---------- TEXTO
En el Sur de los Estados Unidos estaba de moda montar caballos y dirigirlos unos hacia el otro hasta que se rompían las cabezas, y la quemazón de venados, haciéndolos correr entre dos fuegos encendidos en los bosques, y matándolos a palos, por “deporte”, no era poco común. Asimismo, se usaban frenos crueles en los equipajes más elegantes y las riendas eran a veces tan tirantes, “por elegancia”, que los caballos estaban en constante agonía. Los animales eran explotados y torturados por un décimo en las ferias. Abundaban las peleas e perros de lo más brutal, así como las peleas de gallo tanto para ricos como para pobres. Los animales eran apaleados hasta morir en las calles, sin que nadie protestara. Se perpetraban otras atrocidades por gentes de todos los niveles sociales, y se consideraban cosa común. ¡Tal era la carga de la reforma que Bergh se echó en hombros!
Pero bien pronto comprendió que necesitaba mucha publicidad, para despertar al público. Fue entonces que pensó en un gesto dramático. Fue a los mercados de pescado de Fulton, y recogió 39 tortugas que habían llegado de Florida, y que morían volteadas sobre sus caparazones (tormento para una tortuga) con sus aletas perforadas, sangrando y amarradas. Sus ojos vidriosos tenían una expresión de agonía. Las pobres no habían comido en tres semanas...
“Arreste al Capitán y a los oficiales del barco y los lleve al Tribunal, seguidos por una turba divertida que pensaba que era lo más ridículo que habían visto. Llenaban el salón. Profería el cargo de crueldad a los animales, y el abogado defensor opuso la extraordinaria excepción de que las tortugas ¡ NO ERAN ANIMALES ! Entonces pregunte si pertenecían al reino vegetal o mineral, lo que suscito burlas en su contra. No gane el juicio, pero había logrado mi objetivo: tenía fama, y la gente comenzó a ridiculizarme y a insultarme...”
--------------------
---------- INFORMACIÓN EXTRAÍDA
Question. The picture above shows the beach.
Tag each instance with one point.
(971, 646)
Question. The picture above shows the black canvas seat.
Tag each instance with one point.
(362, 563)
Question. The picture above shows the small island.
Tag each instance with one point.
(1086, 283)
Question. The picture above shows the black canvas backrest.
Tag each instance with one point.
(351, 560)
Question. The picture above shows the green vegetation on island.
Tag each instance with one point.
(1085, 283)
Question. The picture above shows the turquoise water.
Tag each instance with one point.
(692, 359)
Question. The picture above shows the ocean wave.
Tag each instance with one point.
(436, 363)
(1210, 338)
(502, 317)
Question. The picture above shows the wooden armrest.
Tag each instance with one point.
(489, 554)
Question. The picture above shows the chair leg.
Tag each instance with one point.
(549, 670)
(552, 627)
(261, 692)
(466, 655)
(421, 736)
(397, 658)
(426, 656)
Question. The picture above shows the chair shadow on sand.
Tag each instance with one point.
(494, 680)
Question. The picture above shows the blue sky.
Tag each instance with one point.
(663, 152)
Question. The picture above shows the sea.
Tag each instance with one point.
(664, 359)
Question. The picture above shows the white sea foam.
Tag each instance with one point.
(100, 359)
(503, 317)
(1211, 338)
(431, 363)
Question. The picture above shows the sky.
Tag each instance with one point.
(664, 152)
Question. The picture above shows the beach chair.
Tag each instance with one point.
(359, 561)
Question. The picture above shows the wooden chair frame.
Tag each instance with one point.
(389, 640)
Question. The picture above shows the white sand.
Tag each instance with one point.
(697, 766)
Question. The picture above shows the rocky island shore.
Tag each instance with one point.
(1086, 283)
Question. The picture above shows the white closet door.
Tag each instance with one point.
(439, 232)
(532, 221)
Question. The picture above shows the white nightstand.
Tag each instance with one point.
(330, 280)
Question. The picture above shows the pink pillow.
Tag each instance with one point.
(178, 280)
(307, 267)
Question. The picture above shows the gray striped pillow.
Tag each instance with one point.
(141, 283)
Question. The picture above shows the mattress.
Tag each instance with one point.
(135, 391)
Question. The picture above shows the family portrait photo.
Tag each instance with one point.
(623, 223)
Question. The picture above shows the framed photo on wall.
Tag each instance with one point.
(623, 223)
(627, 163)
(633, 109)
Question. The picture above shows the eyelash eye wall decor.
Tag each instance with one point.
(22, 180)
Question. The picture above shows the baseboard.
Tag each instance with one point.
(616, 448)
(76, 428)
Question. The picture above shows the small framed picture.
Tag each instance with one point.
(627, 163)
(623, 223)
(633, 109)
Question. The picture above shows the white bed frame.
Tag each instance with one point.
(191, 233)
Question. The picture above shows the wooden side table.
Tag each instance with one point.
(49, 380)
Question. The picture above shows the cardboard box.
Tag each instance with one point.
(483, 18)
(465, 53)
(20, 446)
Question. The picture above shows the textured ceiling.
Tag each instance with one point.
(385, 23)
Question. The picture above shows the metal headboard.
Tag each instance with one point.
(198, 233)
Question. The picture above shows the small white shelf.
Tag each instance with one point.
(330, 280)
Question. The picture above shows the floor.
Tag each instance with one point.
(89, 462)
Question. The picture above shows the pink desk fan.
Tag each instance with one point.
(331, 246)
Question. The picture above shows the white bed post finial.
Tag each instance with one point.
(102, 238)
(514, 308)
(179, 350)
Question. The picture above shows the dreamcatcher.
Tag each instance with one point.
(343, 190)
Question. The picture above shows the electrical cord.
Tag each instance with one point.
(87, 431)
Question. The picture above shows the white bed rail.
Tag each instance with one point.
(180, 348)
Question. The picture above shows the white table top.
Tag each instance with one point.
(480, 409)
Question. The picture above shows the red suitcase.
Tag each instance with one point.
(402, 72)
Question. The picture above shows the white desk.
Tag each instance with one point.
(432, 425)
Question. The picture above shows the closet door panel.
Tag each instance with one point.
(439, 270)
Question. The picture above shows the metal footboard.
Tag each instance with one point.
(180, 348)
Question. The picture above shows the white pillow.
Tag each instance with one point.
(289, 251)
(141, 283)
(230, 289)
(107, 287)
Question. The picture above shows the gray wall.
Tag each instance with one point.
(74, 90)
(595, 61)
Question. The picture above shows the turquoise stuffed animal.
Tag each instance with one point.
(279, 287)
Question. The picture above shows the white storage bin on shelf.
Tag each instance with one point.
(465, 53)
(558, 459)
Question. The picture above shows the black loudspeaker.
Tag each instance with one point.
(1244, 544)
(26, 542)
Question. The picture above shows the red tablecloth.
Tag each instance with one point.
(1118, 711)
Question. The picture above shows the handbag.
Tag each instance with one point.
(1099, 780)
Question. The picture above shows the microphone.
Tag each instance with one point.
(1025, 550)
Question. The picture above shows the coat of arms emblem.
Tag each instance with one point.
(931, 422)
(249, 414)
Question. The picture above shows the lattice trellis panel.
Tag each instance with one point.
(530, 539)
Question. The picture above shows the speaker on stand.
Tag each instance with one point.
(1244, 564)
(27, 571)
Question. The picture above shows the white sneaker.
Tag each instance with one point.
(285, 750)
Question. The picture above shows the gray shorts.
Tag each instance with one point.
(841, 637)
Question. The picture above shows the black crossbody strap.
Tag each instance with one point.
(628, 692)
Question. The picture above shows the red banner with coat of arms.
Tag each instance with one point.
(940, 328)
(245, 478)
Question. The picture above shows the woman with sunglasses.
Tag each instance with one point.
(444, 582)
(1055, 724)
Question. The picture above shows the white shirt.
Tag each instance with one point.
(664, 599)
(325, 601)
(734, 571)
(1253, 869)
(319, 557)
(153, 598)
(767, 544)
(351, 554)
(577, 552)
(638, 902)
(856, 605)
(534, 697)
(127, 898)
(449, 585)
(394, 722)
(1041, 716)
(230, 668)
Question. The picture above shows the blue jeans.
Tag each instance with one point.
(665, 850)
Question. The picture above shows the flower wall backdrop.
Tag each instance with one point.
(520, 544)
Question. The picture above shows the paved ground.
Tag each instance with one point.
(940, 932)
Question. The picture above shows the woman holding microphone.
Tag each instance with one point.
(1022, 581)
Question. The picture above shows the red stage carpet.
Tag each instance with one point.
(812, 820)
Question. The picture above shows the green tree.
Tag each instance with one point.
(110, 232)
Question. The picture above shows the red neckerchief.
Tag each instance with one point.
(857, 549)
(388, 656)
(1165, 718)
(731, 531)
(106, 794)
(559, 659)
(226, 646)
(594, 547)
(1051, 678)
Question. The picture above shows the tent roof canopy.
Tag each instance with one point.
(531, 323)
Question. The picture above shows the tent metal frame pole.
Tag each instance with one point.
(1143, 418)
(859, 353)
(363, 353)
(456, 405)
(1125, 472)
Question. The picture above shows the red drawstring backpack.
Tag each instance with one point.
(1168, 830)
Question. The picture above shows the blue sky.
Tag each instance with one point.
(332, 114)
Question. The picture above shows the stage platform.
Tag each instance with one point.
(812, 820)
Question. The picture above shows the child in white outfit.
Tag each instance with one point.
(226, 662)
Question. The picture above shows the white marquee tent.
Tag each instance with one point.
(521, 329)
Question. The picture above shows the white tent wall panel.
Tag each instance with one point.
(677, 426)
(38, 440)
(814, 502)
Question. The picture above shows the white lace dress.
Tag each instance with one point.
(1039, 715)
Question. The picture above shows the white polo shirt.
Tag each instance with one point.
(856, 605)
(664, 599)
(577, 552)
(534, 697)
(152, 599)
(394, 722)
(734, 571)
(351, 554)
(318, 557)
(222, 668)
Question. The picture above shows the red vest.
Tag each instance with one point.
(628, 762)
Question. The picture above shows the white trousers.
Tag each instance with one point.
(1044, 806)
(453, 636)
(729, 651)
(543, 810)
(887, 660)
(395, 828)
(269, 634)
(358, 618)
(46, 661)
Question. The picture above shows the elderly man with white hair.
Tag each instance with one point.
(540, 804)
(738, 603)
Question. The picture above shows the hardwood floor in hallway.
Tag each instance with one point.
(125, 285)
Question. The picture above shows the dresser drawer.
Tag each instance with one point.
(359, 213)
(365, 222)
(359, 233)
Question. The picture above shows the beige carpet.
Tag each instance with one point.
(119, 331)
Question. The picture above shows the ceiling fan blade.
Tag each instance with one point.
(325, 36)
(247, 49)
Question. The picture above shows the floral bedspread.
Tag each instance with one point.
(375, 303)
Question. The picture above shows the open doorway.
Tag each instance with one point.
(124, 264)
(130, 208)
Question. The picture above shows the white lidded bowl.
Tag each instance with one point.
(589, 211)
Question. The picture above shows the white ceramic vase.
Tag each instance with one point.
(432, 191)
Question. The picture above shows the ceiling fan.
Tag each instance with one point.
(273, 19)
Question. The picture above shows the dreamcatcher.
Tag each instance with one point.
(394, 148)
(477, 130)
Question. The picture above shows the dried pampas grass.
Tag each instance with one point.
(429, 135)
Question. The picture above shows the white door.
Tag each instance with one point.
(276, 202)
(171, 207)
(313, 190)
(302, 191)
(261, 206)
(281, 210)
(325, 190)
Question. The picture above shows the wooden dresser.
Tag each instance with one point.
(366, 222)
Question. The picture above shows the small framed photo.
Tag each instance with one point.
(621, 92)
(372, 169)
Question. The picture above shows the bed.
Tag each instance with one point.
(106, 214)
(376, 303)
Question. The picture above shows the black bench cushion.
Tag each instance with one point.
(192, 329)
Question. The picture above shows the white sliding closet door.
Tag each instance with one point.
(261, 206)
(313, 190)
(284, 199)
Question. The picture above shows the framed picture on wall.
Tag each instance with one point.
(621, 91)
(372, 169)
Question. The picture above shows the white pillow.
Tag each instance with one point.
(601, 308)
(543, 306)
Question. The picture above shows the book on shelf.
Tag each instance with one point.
--------------------
» **SOBRE LA TAREA**: Prosigue el texto sobre Bergh y la crueldad con los animales a partir de su última oración.

» **RESPUESTA**:
“Un error de Bergh”, decía burlonamente la prensa. En sus idas a los mercados de pescado, sus sermones y corteses reprimendas eran recibidas en absoluto silencio, pero a veces. Al retirarse, casi tocaban su sombrero de seda las cabezas de pescado que le arrojaban (pero cuidando que estuviera de espaldas, y que no lo tocaran). Pero Bergh era un hombre sin miedo, muscular y vigoroso, “firme como el granito” declaró en el periódico TRIBUNE; imponía respeto sino por sus ideales, por su destreza física.
Nunca reformó a los vendedores de pescado; siguieron volteando a las tortugas sobre sus caparazones. “Fue una derrota ignominiosa” se burlaba la prensa poco amistosa. “No es mi derrota” respondía Bergh con calma; “la derrota es mas bien para la causa de la humanidad”.
Pero la publicidad tuvo dos filos: Cuando Bergh comenzó a salir en los periódicos y revistas, con la cara alargada como la de su amigo el caballo, o portando orejas de burro con la leyenda (THE SUNDAY MERCURY): “ Un burro al que se le deben cortar las orejas”, comenzaron a desertar discretamente muchos de los que le respaldaban. Los editoriales hostiles destilaban sarcasmo y se le imputaban con malicia cosas que jamás dijo. Se publicaron entrevistas llenas de falsedades. Abundaban las exageraciones y mentiras, las burlas y el ridículo.
Bergh había estado sosteniendo a la Sociedad de su propio peculio; alrededor de siete mil dólares al año, y con la ocasional ayuda de algunos amigos ricos que aún lo respaldaban, pero ahora vio que no podía seguir indefinidamente agotando su patrimonio. Su única ayuda en un trabajo agobiante que lo mantenía caminando las calles desde la mañana hasta media noche, siete días a la semana, era un amable negro, un empleado adolescente de un hotel y un reo recién liberado de Sing-Sing. Sabía que para tener éxito necesitaba empleados uniformados, un personal entrenado y pagado.
Ya tenía la publicidad que había deseado, pero ahora se hundía bajo la carga y el ridículo. En un momento de gran desaliento exclamó: “Confieso que no estoy muy seguro de si sea más deseable para el hombre o las bestias la vida o la rápida disolución, en este mundo tan violento y desagradable”.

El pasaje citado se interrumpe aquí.